■ **Exercise task**: Please copy out the data below line for line, leaving out any pictures.

[Source data]
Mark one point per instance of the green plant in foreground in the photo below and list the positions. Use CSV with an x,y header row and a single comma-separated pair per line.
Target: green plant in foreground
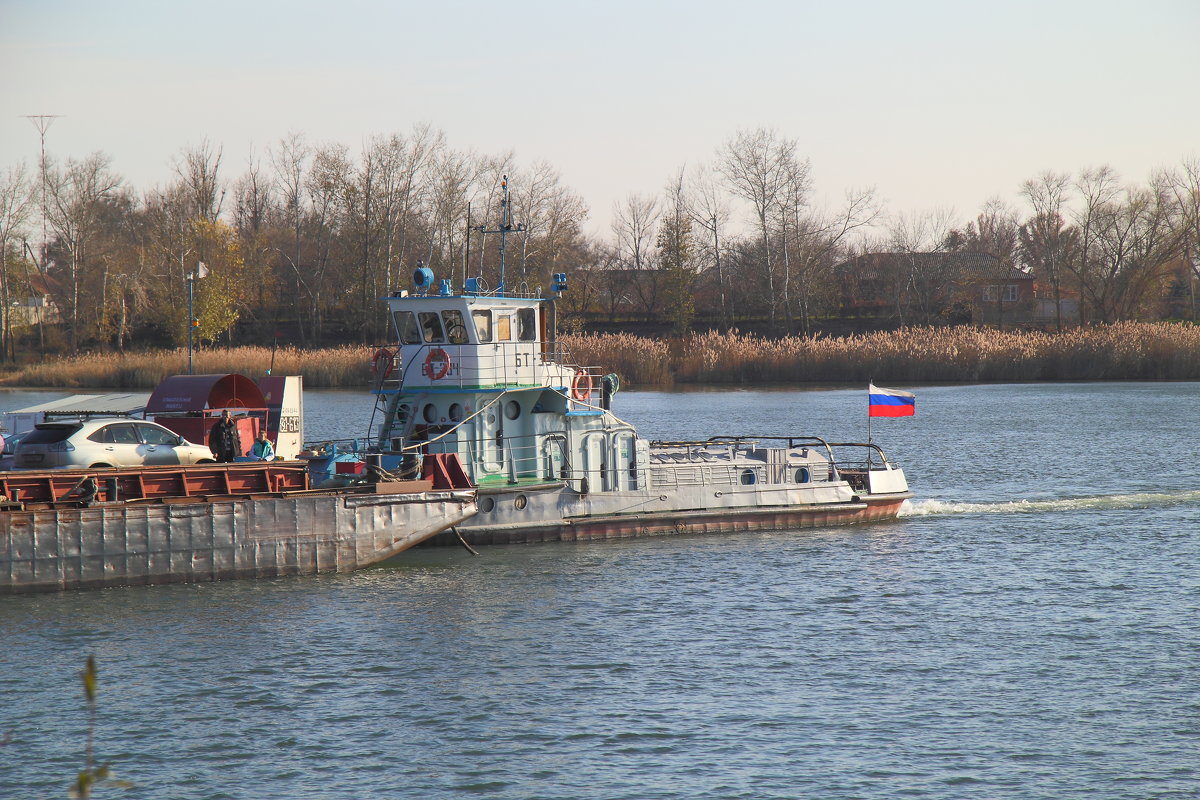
x,y
91,775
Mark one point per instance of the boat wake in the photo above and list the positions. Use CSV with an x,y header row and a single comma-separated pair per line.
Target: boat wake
x,y
1105,501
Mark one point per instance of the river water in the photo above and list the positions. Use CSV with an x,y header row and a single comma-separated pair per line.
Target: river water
x,y
1029,629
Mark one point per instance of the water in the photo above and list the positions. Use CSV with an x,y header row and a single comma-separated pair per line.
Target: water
x,y
1026,630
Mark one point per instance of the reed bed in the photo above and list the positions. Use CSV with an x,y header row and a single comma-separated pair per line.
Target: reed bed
x,y
637,360
331,367
1119,352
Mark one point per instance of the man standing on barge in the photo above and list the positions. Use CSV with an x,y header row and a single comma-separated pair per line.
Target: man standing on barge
x,y
223,439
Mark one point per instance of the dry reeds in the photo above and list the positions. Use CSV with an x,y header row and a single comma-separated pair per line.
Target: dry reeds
x,y
1119,352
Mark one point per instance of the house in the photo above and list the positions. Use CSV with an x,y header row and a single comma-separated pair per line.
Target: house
x,y
940,287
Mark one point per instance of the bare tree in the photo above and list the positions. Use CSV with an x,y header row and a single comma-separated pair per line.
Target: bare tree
x,y
922,240
708,209
77,197
198,169
821,241
1185,187
633,227
1047,242
1098,188
16,208
762,169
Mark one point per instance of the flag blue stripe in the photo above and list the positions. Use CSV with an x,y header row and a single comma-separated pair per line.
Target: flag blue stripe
x,y
892,400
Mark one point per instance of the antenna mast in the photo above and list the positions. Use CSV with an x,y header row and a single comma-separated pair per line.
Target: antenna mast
x,y
504,229
43,122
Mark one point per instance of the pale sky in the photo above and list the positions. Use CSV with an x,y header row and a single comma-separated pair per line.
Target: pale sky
x,y
935,104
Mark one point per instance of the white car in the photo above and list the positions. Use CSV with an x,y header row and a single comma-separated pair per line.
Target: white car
x,y
81,444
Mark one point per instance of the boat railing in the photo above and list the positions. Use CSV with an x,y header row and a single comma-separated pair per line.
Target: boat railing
x,y
865,451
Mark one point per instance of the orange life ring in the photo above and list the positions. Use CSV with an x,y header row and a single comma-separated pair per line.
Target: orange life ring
x,y
437,354
383,362
581,386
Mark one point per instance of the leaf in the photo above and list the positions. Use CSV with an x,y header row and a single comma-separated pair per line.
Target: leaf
x,y
89,679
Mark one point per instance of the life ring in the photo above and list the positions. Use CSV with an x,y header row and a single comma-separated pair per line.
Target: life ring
x,y
581,386
382,364
437,354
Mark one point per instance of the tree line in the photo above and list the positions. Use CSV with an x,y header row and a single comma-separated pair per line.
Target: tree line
x,y
309,236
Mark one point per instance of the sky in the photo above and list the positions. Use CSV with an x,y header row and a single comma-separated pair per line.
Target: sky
x,y
934,104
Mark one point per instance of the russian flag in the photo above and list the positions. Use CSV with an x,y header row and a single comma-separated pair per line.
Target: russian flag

■ **Solution to this task**:
Mark one point per instance of the green plant in foreground in the photo below and list the positions. Use CSV with an x,y header row and a single comma-separated pair per line.
Target: green plant in foreground
x,y
91,775
Mark one point per instance of the boat wake in the photo above and list the positions. Use CSV with an x,y header row and a single comma-separated pair per line.
Target: boat wake
x,y
1105,501
Mark one point per instance of the river water in the photo above and list the positions. Use CSV with an x,y header row and a single comma-separated pair per line.
Target: river water
x,y
1029,629
Mark one point per instance of the water in the photo above and list the positions. Use CSV with an x,y header row and a single comma-separated pair per line.
Target: water
x,y
1026,630
Mark one point per instance of the reed bed in the photo above and list the positions. Use CSV with an x,y header row and a single comma-separated pair per line.
Target: reed bed
x,y
637,360
331,367
1119,352
Mark one point per instance of the man standing on barge in the photo above and list the positions. Use CSV with an x,y header row and a single comma-separated pair per line.
Target: man standing on barge
x,y
223,439
Mark one point per instance of the dry reeds in the photo above and list the positions. Use CSV with an x,y header row and a single comma-separated pair per line.
Target: dry reeds
x,y
1119,352
Mark one point per instance of the house in the photo above and list the positions. Use CSV with an x,y header row and a single comma-separated pair per line.
Target: house
x,y
940,287
Mark one point per instance of the bare tree in the photo above and list the positions. Use CSV with an x,y header row and a single comma-separated pair per line.
Target: bare tree
x,y
922,240
708,209
77,197
198,169
821,241
1185,187
633,227
1047,242
1098,188
16,208
762,169
Mark one point per instance of the flag blue stripe in the photo above and list the positions. Use CSV with an x,y header row and a single comma-separated pair per line.
Target: flag blue stripe
x,y
892,400
Mark one point per instance of the antenna mast in the photo above and list the positions. Use CSV with an x,y header row and a single comma-separated pair per line.
Target: antenna mast
x,y
504,229
43,122
Mark one point per instance of the pale sky in the photo above and list the positions. Use CSV with an x,y header row and a single comma-separated pair per line.
Target: pale sky
x,y
935,104
Mark one point per instance of the white car in the photo above and list the positions. Use CSV with an x,y header row and a single comma-separated pair per line.
Target: white car
x,y
81,444
Mark one point per instance of the boat railing in the photo above and list the positions. Use CSV with an x,y header row and a single comma-separated pair per line.
Target: boat railing
x,y
865,451
Mark one point per instance of the orange life ring in the photo above and list the positions. Use CSV with an x,y header row and a single comma-separated pair per line.
Target: orange life ring
x,y
437,354
383,362
581,386
Mark one point per instance of the leaf in the photo above and list the positions. Use CSV with an x,y header row and a single comma-separated pair per line.
Target: leaf
x,y
89,679
Mark one point per instance of the life ring in the photo above and list the positions. Use CSV with an x,y header row and a single comma-separated pair per line.
Target: life ring
x,y
581,386
382,364
437,354
Mark one point per instance of the tree line in the photo above and list the positions. Use CSV with an x,y header row and a single comma-separated pair per line.
Target: tree line
x,y
309,236
Mark one point per instance of the sky in the photo above and list the positions. Use CSV with an x,y header row and a single comma-separated pair per line.
Target: sky
x,y
934,104
Mark one point per instance of the russian flag in the photo above and list the positions. Use CSV with an x,y header row and a single comma-separated pair per line.
Target: russian flag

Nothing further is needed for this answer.